___ Source excerpt ___

Allied Digital Services  
Cluster: Emerging Star
Recommendation: Buy
Price target: Rs532
Current market price: Rs379

Riding high on RIMS

Key points 

  • Well positioned in a fast growing niche segment: Allied Digital Services Ltd (ADSL) is a leading player in the fast growing and niche segment of outsourced remote infrastructure management services (RIMS). According to a McKinsey-Nasscom report, the outsourcing of IMS to India is expected to grow at a CAGR of over 30% to USD13-15 billion by 2013. The growth would be driven by cost rationalisation, telecom and technology advancement, and increasing complexities of IT systems.
  • En Pointe acquisition improves geographical reach: ADSL acquired an 80.5% stake in US-based En Pointe Global Solution Ltd (EGSL) at an equity valuation of ~USD24 million (total equity valuation ~USD30 million) in July 2008. The acquisition has expanded ADSL’s reach into the US market as well as provided access to EGSL’s several Fortune 1,000 clients. Post-acquisition, ADSL has been able to substantially drive EGSL’s contracted revenue base to USD60-62 million currently from USD40 million at the time of the acquisition. The acquisition would also enable ADSL to leverage its offshore capabilities through its NOC and SOC in the RIMS market.
  • Large deals/alliances, next growth driver: ADSL is believed to be close to signing a pact with one of the leading PC server manufacturers to offer its services as a bundled offering to the OEM clientele. Such deals can potentially bring in substantial incremental revenues and act as the next growth driver for the company.

___ Extracted records ___

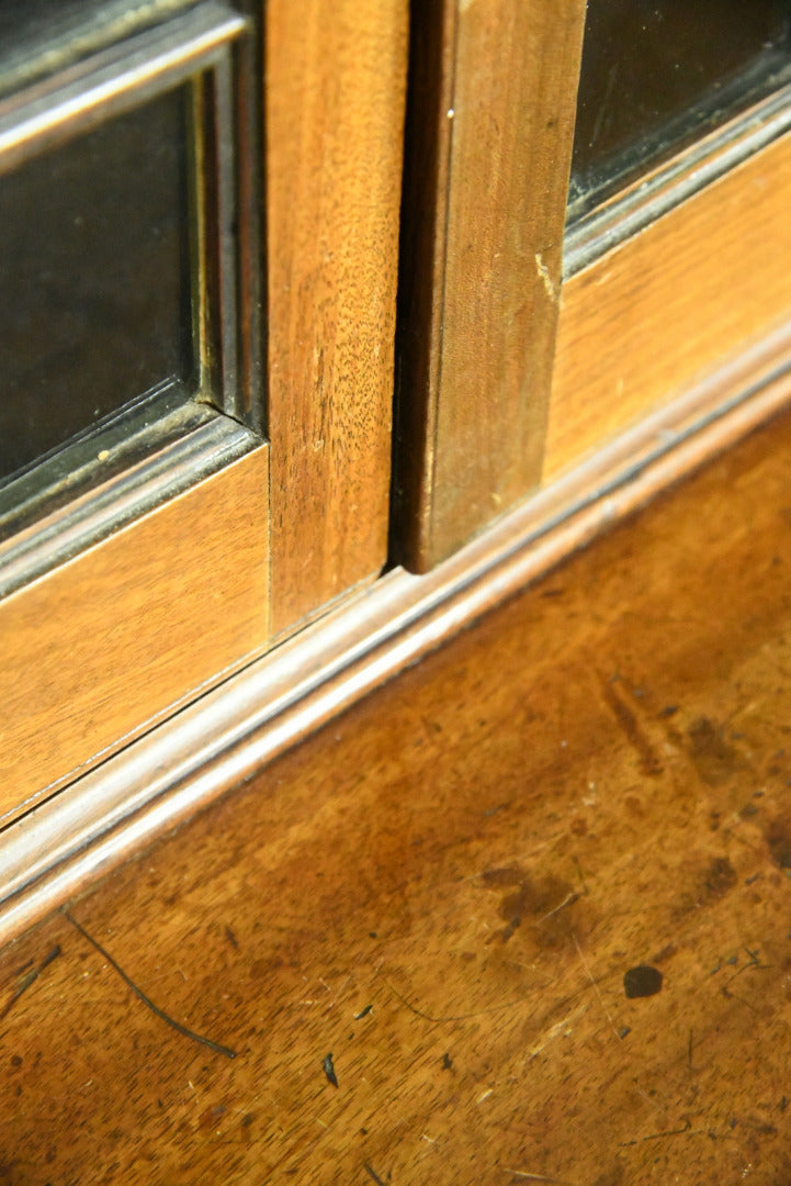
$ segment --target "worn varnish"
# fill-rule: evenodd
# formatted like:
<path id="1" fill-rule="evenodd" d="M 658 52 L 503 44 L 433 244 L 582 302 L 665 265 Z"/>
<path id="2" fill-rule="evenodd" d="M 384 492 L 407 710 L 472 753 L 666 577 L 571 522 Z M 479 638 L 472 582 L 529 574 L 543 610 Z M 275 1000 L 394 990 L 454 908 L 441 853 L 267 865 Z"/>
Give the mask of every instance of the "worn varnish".
<path id="1" fill-rule="evenodd" d="M 70 904 L 234 1058 L 6 948 L 0 1178 L 786 1180 L 790 478 L 786 417 Z"/>
<path id="2" fill-rule="evenodd" d="M 786 134 L 566 281 L 545 479 L 787 324 L 790 162 Z"/>
<path id="3" fill-rule="evenodd" d="M 406 0 L 264 6 L 271 623 L 387 559 Z"/>
<path id="4" fill-rule="evenodd" d="M 539 484 L 583 0 L 413 6 L 396 530 L 425 572 Z"/>

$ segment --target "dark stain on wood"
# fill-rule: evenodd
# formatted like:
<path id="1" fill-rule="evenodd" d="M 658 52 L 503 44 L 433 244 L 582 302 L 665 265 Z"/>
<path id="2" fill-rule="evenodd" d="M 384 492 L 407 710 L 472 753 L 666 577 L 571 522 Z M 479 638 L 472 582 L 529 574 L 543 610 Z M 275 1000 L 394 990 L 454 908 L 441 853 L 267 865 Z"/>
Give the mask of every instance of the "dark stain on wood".
<path id="1" fill-rule="evenodd" d="M 791 869 L 791 815 L 778 815 L 766 827 L 764 837 L 779 869 Z"/>
<path id="2" fill-rule="evenodd" d="M 605 704 L 639 759 L 641 773 L 647 774 L 649 778 L 658 778 L 663 769 L 662 761 L 636 713 L 618 695 L 612 680 L 607 680 L 602 671 L 597 671 L 596 674 Z"/>
<path id="3" fill-rule="evenodd" d="M 708 716 L 699 716 L 687 727 L 689 757 L 707 786 L 721 786 L 745 769 L 739 751 L 725 739 Z"/>
<path id="4" fill-rule="evenodd" d="M 324 1071 L 324 1075 L 327 1076 L 327 1082 L 332 1083 L 332 1085 L 334 1088 L 336 1088 L 337 1086 L 337 1076 L 335 1075 L 335 1065 L 333 1063 L 333 1053 L 332 1053 L 332 1051 L 329 1052 L 329 1054 L 324 1056 L 324 1060 L 323 1060 L 323 1063 L 321 1065 L 322 1065 L 322 1069 Z"/>
<path id="5" fill-rule="evenodd" d="M 662 973 L 651 964 L 637 964 L 624 973 L 624 993 L 631 1000 L 636 996 L 656 996 L 662 989 Z"/>

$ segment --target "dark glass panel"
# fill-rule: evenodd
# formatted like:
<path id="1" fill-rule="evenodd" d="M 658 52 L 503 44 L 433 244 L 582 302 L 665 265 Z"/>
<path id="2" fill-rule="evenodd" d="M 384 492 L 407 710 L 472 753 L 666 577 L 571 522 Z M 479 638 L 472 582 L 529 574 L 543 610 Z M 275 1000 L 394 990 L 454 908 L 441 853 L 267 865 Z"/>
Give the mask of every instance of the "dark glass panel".
<path id="1" fill-rule="evenodd" d="M 790 43 L 791 0 L 590 0 L 572 215 L 778 85 Z"/>
<path id="2" fill-rule="evenodd" d="M 0 91 L 63 70 L 198 0 L 0 0 Z"/>
<path id="3" fill-rule="evenodd" d="M 0 177 L 0 478 L 188 381 L 188 88 Z"/>

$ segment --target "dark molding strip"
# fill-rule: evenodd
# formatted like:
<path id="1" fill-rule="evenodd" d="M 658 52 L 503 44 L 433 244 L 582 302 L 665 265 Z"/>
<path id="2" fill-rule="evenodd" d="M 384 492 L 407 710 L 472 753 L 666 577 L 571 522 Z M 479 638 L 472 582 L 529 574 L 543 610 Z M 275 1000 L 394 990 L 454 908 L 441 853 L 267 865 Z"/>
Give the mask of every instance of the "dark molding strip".
<path id="1" fill-rule="evenodd" d="M 0 942 L 791 403 L 791 330 L 503 516 L 396 569 L 0 833 Z"/>
<path id="2" fill-rule="evenodd" d="M 791 128 L 791 83 L 566 228 L 564 280 Z"/>

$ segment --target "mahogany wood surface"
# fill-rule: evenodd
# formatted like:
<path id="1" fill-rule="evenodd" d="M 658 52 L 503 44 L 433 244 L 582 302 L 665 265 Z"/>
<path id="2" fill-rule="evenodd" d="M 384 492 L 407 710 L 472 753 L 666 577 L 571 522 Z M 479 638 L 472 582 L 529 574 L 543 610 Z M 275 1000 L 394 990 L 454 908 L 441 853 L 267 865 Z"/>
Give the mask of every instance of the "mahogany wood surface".
<path id="1" fill-rule="evenodd" d="M 790 479 L 786 415 L 7 945 L 5 1179 L 786 1180 Z"/>
<path id="2" fill-rule="evenodd" d="M 585 4 L 414 6 L 398 560 L 425 572 L 539 482 Z"/>
<path id="3" fill-rule="evenodd" d="M 0 814 L 261 653 L 269 447 L 0 601 Z"/>
<path id="4" fill-rule="evenodd" d="M 272 632 L 387 556 L 406 0 L 269 0 Z"/>
<path id="5" fill-rule="evenodd" d="M 786 134 L 564 285 L 545 479 L 787 321 L 790 164 Z"/>

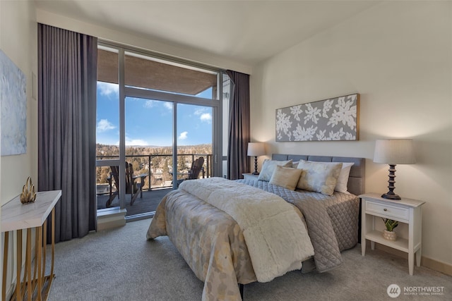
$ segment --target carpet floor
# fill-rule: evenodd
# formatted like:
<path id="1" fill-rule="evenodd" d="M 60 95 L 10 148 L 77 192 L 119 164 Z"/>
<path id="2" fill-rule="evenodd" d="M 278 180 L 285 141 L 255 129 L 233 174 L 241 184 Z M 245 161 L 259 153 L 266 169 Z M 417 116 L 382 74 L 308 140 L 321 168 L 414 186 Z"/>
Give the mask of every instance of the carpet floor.
<path id="1" fill-rule="evenodd" d="M 56 244 L 56 278 L 48 300 L 200 300 L 203 283 L 168 238 L 146 240 L 150 222 L 130 222 Z M 246 285 L 244 300 L 394 300 L 386 293 L 391 284 L 401 289 L 398 300 L 452 300 L 451 276 L 424 266 L 415 266 L 410 276 L 407 260 L 379 250 L 362 257 L 359 245 L 343 257 L 344 264 L 328 272 L 295 271 L 270 283 Z M 441 293 L 412 292 L 433 287 Z"/>

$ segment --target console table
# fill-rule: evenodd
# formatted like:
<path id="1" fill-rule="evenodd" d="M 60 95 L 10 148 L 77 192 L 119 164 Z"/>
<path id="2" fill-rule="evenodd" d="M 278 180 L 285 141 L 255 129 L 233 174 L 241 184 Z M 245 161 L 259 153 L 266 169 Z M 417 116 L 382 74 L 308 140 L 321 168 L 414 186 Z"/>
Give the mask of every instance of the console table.
<path id="1" fill-rule="evenodd" d="M 55 254 L 55 205 L 61 196 L 61 190 L 42 191 L 36 193 L 36 200 L 32 204 L 20 203 L 20 196 L 1 207 L 1 232 L 5 233 L 3 261 L 3 289 L 1 300 L 6 300 L 6 276 L 9 233 L 17 231 L 17 262 L 16 290 L 11 300 L 47 300 L 54 274 Z M 52 262 L 50 274 L 44 276 L 46 264 L 47 219 L 52 213 Z M 36 246 L 35 264 L 32 266 L 32 228 L 35 229 Z M 27 231 L 25 263 L 23 279 L 22 274 L 22 231 Z M 32 275 L 32 269 L 33 269 Z"/>

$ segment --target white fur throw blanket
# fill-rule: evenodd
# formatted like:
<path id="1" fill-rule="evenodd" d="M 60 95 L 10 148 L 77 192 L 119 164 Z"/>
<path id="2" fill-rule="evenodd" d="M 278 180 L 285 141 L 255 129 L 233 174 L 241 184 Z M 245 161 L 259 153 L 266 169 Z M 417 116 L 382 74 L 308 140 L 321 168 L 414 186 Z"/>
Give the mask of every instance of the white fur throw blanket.
<path id="1" fill-rule="evenodd" d="M 302 262 L 314 255 L 297 209 L 276 195 L 222 178 L 185 180 L 179 189 L 237 221 L 259 282 L 299 269 Z"/>

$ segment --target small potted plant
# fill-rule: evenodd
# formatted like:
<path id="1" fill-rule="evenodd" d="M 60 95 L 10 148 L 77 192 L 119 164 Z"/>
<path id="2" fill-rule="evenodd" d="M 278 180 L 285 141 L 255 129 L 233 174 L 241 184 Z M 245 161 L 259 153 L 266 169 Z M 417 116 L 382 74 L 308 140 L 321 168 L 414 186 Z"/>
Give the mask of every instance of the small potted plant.
<path id="1" fill-rule="evenodd" d="M 394 228 L 398 226 L 398 221 L 393 219 L 383 219 L 384 226 L 386 229 L 383 232 L 383 237 L 388 240 L 396 240 L 397 239 L 397 233 L 393 231 Z"/>

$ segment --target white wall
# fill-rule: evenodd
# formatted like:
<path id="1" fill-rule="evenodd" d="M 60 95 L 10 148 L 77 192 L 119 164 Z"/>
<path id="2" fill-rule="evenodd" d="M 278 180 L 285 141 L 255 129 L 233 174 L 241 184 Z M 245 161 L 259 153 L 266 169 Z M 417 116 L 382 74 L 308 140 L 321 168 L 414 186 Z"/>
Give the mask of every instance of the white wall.
<path id="1" fill-rule="evenodd" d="M 388 191 L 374 140 L 414 140 L 396 192 L 427 202 L 423 256 L 452 264 L 452 3 L 387 1 L 256 66 L 251 137 L 268 154 L 364 156 L 366 192 Z M 358 92 L 358 142 L 275 142 L 278 108 Z M 403 227 L 400 227 L 403 228 Z M 400 229 L 400 228 L 399 228 Z M 403 230 L 403 228 L 401 229 Z"/>
<path id="2" fill-rule="evenodd" d="M 27 153 L 0 157 L 1 205 L 21 192 L 22 186 L 29 176 L 35 183 L 37 183 L 37 103 L 31 98 L 32 72 L 37 75 L 37 35 L 32 1 L 0 1 L 0 49 L 27 78 Z M 16 269 L 11 260 L 11 254 L 16 251 L 11 244 L 10 247 L 7 289 L 11 289 L 11 281 Z M 1 258 L 3 264 L 3 256 Z M 23 258 L 25 257 L 23 256 Z"/>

___

Written tasks:
[A] In the Allied Digital Services report, what is expected to drive the growth of IMS outsourcing to India? Answer in one to three sentences.
[B] Can you pick up the Allied Digital Services report right after its last sentence and carry it forward?
The items have no role in anything asked here.

Final answers:
[A] The growth is expected to be driven by cost rationalisation, advances in telecom and technology, and the increasing complexity of IT systems.

[B]
  • Margins are sustainable: ADSL’s margins shall sustain in future in spite of a highly competitive environment owing to: (i) the higher proportion of revenues from the high-margin service segment; (ii) the improving EGSL margin as more work gets shifted offshore; (iii) conscious efforts to reduce its dependence on the onsite employees; and (iv) cost efficiencies.
  • Attractive valuation: Due to its unique positioning, ADSL shall ride the high growth in the RIMS and solution market. This coupled with the sustainability of its margins will help it to grow its earnings at a CAGR of 19.6% (on adjusted earnings basis) over FY2009-11. Considering its 19.6% earnings CAGR and healthy return ratios, ADSL seems to be trading at attractive valuations of 7x FY2010 earnings estimate and 5.9x FY2011 earnings estimate. We initiate coverage on ADSL with a Buy recommendation and price target of Rs532 (at 6x FY2011 EV/EBITDA multiple). Our target price implies FY2011 PE multiple of 8.3x, which is at ~30% discount to its average multiple of 11.6x since its listing in July 2007.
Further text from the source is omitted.